__About this task__
A verbatim copy of all the data is required, minus any images.

__Records shown__
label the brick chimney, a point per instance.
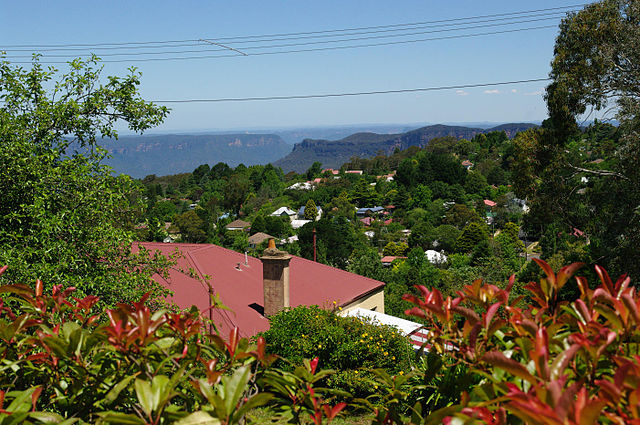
(275, 279)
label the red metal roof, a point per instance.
(239, 285)
(390, 258)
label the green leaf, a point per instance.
(113, 394)
(121, 418)
(48, 417)
(234, 387)
(145, 396)
(198, 418)
(256, 401)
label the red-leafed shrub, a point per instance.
(61, 363)
(552, 362)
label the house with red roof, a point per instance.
(254, 288)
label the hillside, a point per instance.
(139, 156)
(334, 153)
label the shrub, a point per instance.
(549, 362)
(349, 345)
(63, 364)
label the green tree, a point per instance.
(594, 68)
(259, 225)
(472, 235)
(63, 217)
(314, 170)
(310, 210)
(335, 241)
(192, 227)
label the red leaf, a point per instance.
(34, 398)
(491, 311)
(233, 341)
(313, 364)
(498, 359)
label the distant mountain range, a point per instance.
(334, 153)
(139, 156)
(162, 154)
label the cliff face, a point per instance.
(334, 153)
(139, 156)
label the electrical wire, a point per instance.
(275, 46)
(348, 94)
(156, 44)
(317, 49)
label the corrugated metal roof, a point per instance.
(239, 284)
(414, 331)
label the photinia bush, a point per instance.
(61, 363)
(552, 362)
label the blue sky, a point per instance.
(482, 59)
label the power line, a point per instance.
(317, 49)
(365, 93)
(43, 47)
(275, 46)
(196, 43)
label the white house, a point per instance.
(284, 212)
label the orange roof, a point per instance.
(239, 286)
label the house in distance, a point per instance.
(256, 288)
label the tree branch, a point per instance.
(600, 172)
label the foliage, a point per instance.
(350, 345)
(395, 249)
(63, 217)
(549, 362)
(335, 241)
(64, 364)
(310, 210)
(191, 226)
(473, 235)
(586, 179)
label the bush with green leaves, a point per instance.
(349, 345)
(64, 218)
(63, 362)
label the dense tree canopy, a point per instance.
(62, 212)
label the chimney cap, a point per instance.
(273, 253)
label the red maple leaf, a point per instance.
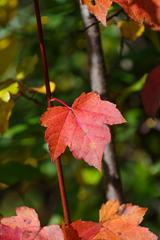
(81, 127)
(121, 222)
(117, 222)
(142, 11)
(151, 92)
(26, 226)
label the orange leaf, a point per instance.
(121, 222)
(26, 226)
(82, 128)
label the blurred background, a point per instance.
(27, 176)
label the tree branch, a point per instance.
(48, 94)
(98, 77)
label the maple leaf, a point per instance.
(151, 92)
(7, 233)
(141, 11)
(82, 127)
(26, 226)
(120, 222)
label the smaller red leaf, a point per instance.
(26, 226)
(151, 92)
(7, 233)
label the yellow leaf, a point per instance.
(42, 89)
(8, 90)
(131, 30)
(5, 110)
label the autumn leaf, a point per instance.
(151, 92)
(131, 30)
(82, 127)
(7, 233)
(143, 11)
(25, 225)
(121, 222)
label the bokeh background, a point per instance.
(27, 176)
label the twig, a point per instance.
(48, 94)
(98, 77)
(30, 98)
(108, 19)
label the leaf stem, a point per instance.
(63, 192)
(48, 94)
(60, 101)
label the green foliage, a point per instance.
(26, 174)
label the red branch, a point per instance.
(48, 94)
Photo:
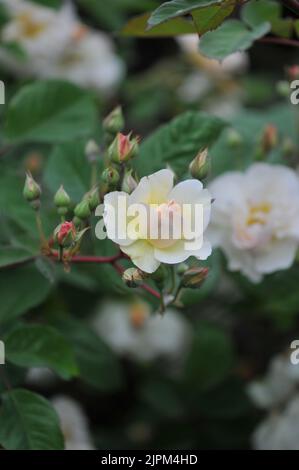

__Response__
label the brick chimney, a point per instance.
(275, 279)
label the red metal roof, a point per instance.
(239, 285)
(390, 258)
label the green leaf, a point per instance.
(113, 394)
(121, 418)
(48, 417)
(234, 387)
(145, 396)
(198, 418)
(256, 401)
label the red-leafed shrub, a point per instance.
(61, 363)
(552, 362)
label the house with red roof, a point per instance.
(254, 288)
label the hillside, a point per instance.
(139, 156)
(334, 153)
label the shrub, a point per instance.
(549, 362)
(349, 345)
(63, 364)
label the green tree, a point per instance.
(594, 68)
(259, 225)
(472, 235)
(63, 217)
(314, 170)
(310, 210)
(335, 241)
(192, 227)
label the red leaf, a point per instance.
(34, 398)
(491, 311)
(233, 341)
(313, 364)
(498, 359)
label the distant mountain range, a point per instance.
(334, 153)
(139, 156)
(162, 154)
label the cliff face, a point per instance.
(334, 153)
(139, 156)
label the electrical wire, a point per instance.
(275, 46)
(348, 94)
(156, 44)
(317, 49)
label the corrugated metal roof, a point per instance.
(239, 284)
(414, 331)
label the photinia bush, a point per instance.
(61, 363)
(552, 362)
label the blue sky, a point per instance.
(482, 59)
label the power line, a point per instance.
(317, 49)
(365, 93)
(43, 47)
(275, 46)
(196, 43)
label the white house, a point per instance.
(284, 212)
label the orange roof, a point per instance.
(239, 286)
label the house in distance, a point per instance.
(256, 288)
label the tree branch, a point per instance.
(600, 172)
label the foliage, a point per instance.
(350, 345)
(395, 249)
(63, 217)
(549, 362)
(335, 241)
(64, 364)
(310, 210)
(191, 226)
(473, 235)
(586, 179)
label the bush with green leaves, a point per instance.
(349, 345)
(64, 218)
(63, 362)
label the dense tree canopy, a point per instance.
(62, 212)
label the chimney cap, a point per instance.
(273, 253)
label the red maple leaf, a point per instance.
(81, 127)
(121, 222)
(117, 222)
(142, 11)
(151, 92)
(26, 226)
label the orange leaf, a point per instance.
(121, 222)
(26, 226)
(82, 128)
label the blurred background, a point per instance.
(27, 176)
label the tree branch, a point per instance.
(48, 94)
(98, 77)
label the maple leaf, a point per instance.
(151, 92)
(7, 233)
(141, 11)
(82, 127)
(26, 226)
(120, 222)
label the smaller red leaf, a point per instance.
(26, 226)
(151, 92)
(7, 233)
label the yellow leaf, a point per instance.
(42, 89)
(8, 90)
(131, 30)
(5, 110)
label the autumn leaf, a point per instance.
(151, 92)
(131, 30)
(82, 127)
(7, 233)
(143, 11)
(25, 225)
(121, 222)
label the bokeh background, a point per instance.
(27, 176)
label the twig, a point per instance.
(48, 94)
(98, 77)
(30, 98)
(108, 19)
label the leaf stem, a point per instance.
(63, 192)
(48, 94)
(60, 101)
label the green foliage, a point per instance.
(26, 174)
label the red branch, a point per instance.
(48, 94)
Photo:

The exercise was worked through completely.